My book reading pace has not slowed this year. So far, I’ve read fourteen-and-a-half books, and we’re not even half-way through the year. It’s like I’m playing catch-up on the low-reading years or something.
It helps that I’m reading mostly fiction, which I tend to read faster than nonfiction. I’ve also continued on my John Scalzi book binge, which I wrote about last month.
Since then, I have read the first two books in Scalzi’s “Lock In” series, which features two FBI agents who survived the pandemic that led to Haden’s syndrome, a condition that left people paralyzed but fully conscious of what was going on around them.
The novels take place about 25 years after the onset of the pandemic. When the U.S. President’s wife, Margie Haden, for whom the syndrome is named, becomes paralyzed by the disease, the President mobilizes all resources to find a way to cure the paralysis. Instead of curing it, a few technological solutions help release people locked in their bodies.
Using neurological implants, those with Haden’s can live within a virtual world called the Agora. They can also use Integrators, people who survived the pandemic but whose brains were altered in a way that those with Haden’s can insert their consciousness inside an Integrator’s body, using it to move around in the world. Or, Hadens can inhabit a “threep,” which is basically a robotic body.
Chris Shane, one of the FBI agents, is a Haden who uses threeps while his body is cared for in his parents’ home. He and his partner, the no-nonsense Leslie Vann, are part of Haden affairs unit, so they handle Haden-related crimes.
There are three books in the series, “Lock In,” “Unlocked,” and “Head On.”
I inadvertently read them out of order, starting with “Head On,” but the books are written so that they don’t need to be read in order.
These are primarily crime novels, but they are unique in that they are set within a backdrop of the effects of a pandemic, with the main characters having been seriously affected by that pandemic. Scalzi does an excellent job of weaving in issues that those with disabilities face every day, from the looks Hadens get while in their threeps to the lack of access to functional equipment to the treatment those with resources get versus those who are low income. (Chris Shane’s family is wealthy, which allows Scalzi to explore these access issues.)
In addition, Scalzi tackles policy related to pandemic funding. When the President’s wife gets Haden’s, the federal government pours money into the effort to find a vaccine and help those who become paralyzed. The President in Scalzi’s novel is a Republican, who loves his wife so much that he’s willing to set aside the conservative aversion to spending government money on social causes. Twenty-five years later, politicians are no longer inclined to spend tax money on Haden’s and the Abrams-Kettering bill passes that puts a stop to that investment. Yes, Scalzi even provides a name for the bill, and you can just imagine the two politicians it’s named for.

-- Dataset excerpt --
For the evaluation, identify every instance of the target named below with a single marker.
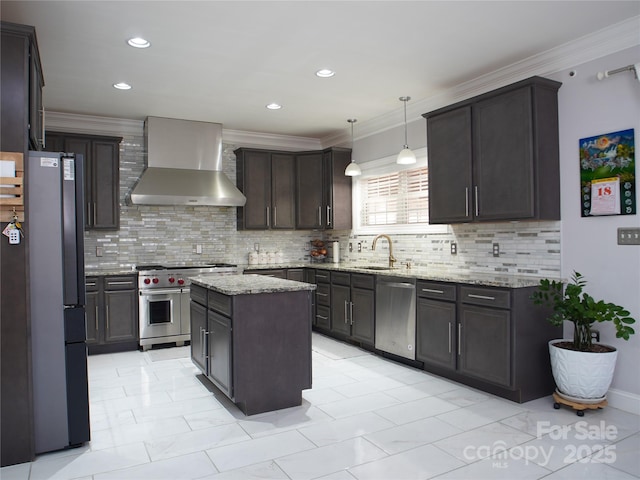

-- Work item A --
In the post about Scalzi's "Lock In" series, copy everything from "Chris Shane, one" down to "handle Haden-related crimes.".
-- Work item B --
Proceed with the post about Scalzi's "Lock In" series, starting after its last sentence.

-- Expected answer A --
Chris Shane, one of the FBI agents, is a Haden who uses threeps while his body is cared for in his parents’ home. He and his partner, the no-nonsense Leslie Vann, are part of Haden affairs unit, so they handle Haden-related crimes.

-- Expected answer B --
Here’s what blows me away about this series. The first two books were published in 2014, six years before Covid hit. The third was published in 2018. Both “Lock In” and “Head On” have the subtitle, “A Novel of the Near Future.” And I can’t help but think how prophetic these novels were. No, Covid did not lock people in their minds, but it did kill millions of people, just like the disease that caused Haden’s.
Reading portions of “Unlocked: An Oral History of Haden’s Syndrome” enhances the feeling that the books predicted some of what happened with Covid.
Like this passage from “Unlocked”:
“What bothers me after twenty-five years is that we still don’t have an effective vaccine. We still don’t have a cure. What we have are established protocols for locking down the spread of the virus when it surfaces, and a whole array of therapeutic machines to mitigate the effects of lock in. We can’t stop the disease. We just make it less awful when it happens.”
While we have vaccines for Covid, they don’t stop the disease from circulating and mutating. The vaccines help to keep us from getting a serious case of Covid that leads to death or long Covid, which is great, but we’re now stuck with managing outbreaks of the disease and getting annual vaccines for the long term.
There’s so much more in these novels that parallels what we’ve gone through with Covid and past pandemics, like polio, that I can’t stop mulling them over. As a historian, I’m also fond of Scalzi’s use of the oral history format to tell part of the story of Haden’s. It’s an effective device for fiction.
If you’re looking for fast-moving crime novels with a deeper message than just solving the crime, check out the Lock In series from John Scalzi.